(Dataset rows)
Start
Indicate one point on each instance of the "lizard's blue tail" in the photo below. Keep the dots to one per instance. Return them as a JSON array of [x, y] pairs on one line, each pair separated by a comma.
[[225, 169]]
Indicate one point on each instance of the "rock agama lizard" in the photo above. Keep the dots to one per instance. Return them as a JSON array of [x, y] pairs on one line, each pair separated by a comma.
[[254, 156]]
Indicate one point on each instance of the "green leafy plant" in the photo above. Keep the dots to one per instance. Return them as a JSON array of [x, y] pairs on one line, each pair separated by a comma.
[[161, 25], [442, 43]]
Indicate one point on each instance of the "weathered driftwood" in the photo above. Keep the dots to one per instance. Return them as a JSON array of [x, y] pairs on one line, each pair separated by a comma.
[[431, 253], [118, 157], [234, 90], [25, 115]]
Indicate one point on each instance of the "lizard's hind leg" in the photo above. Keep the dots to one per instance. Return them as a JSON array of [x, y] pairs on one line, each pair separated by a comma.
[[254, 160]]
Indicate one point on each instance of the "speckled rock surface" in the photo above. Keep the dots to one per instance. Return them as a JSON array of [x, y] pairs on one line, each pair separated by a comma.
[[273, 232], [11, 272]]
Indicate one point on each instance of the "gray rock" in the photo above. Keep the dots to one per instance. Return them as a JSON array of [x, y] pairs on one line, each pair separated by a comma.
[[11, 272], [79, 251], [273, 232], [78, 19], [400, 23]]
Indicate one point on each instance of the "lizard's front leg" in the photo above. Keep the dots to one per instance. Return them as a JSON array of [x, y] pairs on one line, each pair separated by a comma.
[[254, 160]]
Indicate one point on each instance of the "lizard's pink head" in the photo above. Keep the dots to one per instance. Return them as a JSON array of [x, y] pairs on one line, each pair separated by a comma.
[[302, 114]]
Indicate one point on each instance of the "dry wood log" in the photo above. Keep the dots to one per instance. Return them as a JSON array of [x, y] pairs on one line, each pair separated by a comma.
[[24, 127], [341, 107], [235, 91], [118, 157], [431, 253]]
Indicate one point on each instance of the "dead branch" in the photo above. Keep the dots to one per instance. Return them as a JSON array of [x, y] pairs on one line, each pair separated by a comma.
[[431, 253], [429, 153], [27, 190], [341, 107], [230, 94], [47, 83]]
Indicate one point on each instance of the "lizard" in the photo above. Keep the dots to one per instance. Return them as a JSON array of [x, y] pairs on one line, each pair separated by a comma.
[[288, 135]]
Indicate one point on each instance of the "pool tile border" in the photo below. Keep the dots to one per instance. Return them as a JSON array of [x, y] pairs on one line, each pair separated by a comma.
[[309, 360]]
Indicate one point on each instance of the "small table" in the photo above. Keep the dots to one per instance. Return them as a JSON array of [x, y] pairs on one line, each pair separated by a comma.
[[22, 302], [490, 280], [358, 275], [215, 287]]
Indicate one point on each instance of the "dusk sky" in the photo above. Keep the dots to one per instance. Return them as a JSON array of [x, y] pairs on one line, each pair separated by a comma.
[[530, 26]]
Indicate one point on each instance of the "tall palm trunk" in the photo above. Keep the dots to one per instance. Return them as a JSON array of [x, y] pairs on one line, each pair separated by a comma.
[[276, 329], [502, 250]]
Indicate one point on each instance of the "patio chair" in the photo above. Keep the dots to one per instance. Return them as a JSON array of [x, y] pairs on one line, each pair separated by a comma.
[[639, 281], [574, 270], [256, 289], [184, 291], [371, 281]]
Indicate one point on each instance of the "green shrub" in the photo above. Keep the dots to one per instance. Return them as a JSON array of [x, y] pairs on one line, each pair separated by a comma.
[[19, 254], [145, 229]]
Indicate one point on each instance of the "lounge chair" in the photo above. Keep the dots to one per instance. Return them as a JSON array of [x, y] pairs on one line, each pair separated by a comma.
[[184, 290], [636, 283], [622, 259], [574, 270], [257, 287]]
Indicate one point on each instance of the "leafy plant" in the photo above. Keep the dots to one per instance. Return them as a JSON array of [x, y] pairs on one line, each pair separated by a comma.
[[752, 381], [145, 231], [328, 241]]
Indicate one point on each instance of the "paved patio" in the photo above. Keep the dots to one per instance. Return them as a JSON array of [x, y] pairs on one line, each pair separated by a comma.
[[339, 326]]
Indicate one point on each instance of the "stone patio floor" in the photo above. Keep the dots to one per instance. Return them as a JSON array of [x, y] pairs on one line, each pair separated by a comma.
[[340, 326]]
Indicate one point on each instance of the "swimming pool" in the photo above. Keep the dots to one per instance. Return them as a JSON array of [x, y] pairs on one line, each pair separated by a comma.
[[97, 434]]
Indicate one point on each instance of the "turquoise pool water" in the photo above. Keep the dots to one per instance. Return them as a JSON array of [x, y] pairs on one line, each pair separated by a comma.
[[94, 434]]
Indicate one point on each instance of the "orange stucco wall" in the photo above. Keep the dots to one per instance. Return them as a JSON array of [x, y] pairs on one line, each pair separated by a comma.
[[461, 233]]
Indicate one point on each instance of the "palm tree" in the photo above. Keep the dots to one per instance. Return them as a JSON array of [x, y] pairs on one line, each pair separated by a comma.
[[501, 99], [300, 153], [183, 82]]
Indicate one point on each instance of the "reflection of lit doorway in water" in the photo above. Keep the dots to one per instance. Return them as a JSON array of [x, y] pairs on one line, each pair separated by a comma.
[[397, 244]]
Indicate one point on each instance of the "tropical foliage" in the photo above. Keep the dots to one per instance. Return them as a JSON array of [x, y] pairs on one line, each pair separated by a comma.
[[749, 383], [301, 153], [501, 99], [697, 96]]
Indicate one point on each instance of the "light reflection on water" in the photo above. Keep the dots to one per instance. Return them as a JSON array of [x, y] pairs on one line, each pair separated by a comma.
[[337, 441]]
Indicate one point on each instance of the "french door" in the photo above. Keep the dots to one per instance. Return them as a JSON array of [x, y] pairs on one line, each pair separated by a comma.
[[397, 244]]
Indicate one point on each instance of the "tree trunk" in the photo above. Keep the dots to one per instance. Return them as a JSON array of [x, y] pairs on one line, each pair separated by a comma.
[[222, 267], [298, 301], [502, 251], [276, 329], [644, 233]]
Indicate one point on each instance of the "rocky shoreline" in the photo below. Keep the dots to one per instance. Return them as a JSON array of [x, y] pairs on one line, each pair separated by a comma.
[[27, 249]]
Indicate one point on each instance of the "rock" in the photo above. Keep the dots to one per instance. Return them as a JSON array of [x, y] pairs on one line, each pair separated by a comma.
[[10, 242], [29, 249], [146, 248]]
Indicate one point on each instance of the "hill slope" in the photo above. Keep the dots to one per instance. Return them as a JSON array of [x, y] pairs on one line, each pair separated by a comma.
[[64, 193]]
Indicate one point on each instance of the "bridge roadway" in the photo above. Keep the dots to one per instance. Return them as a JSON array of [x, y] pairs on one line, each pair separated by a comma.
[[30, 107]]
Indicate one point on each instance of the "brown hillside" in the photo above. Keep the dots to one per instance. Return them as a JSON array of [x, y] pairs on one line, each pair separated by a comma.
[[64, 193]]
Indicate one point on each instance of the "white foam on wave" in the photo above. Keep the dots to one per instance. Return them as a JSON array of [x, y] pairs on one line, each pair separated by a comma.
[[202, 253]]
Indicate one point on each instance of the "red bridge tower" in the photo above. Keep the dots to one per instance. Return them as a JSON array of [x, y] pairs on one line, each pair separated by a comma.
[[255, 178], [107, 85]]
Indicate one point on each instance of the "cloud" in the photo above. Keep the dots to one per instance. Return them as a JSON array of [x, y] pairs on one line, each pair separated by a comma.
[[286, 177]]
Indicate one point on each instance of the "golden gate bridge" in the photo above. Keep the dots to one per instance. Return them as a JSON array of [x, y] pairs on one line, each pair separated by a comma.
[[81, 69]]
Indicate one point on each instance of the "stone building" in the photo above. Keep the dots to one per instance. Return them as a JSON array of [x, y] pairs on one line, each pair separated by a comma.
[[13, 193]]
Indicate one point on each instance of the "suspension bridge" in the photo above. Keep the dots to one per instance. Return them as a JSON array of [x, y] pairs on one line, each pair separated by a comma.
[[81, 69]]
End
## What the task requires
Copy the listing from its first line through the line containing "[[225, 169]]", requests included, and add 53 to every x and y coordinate in the answers.

## The answer
Indicate one point on each instance of the "lizard's blue tail" in the photo below. Keep the dots to one per instance. Return them as a JSON array of [x, y] pairs on one line, each pair separated by a comma.
[[278, 222]]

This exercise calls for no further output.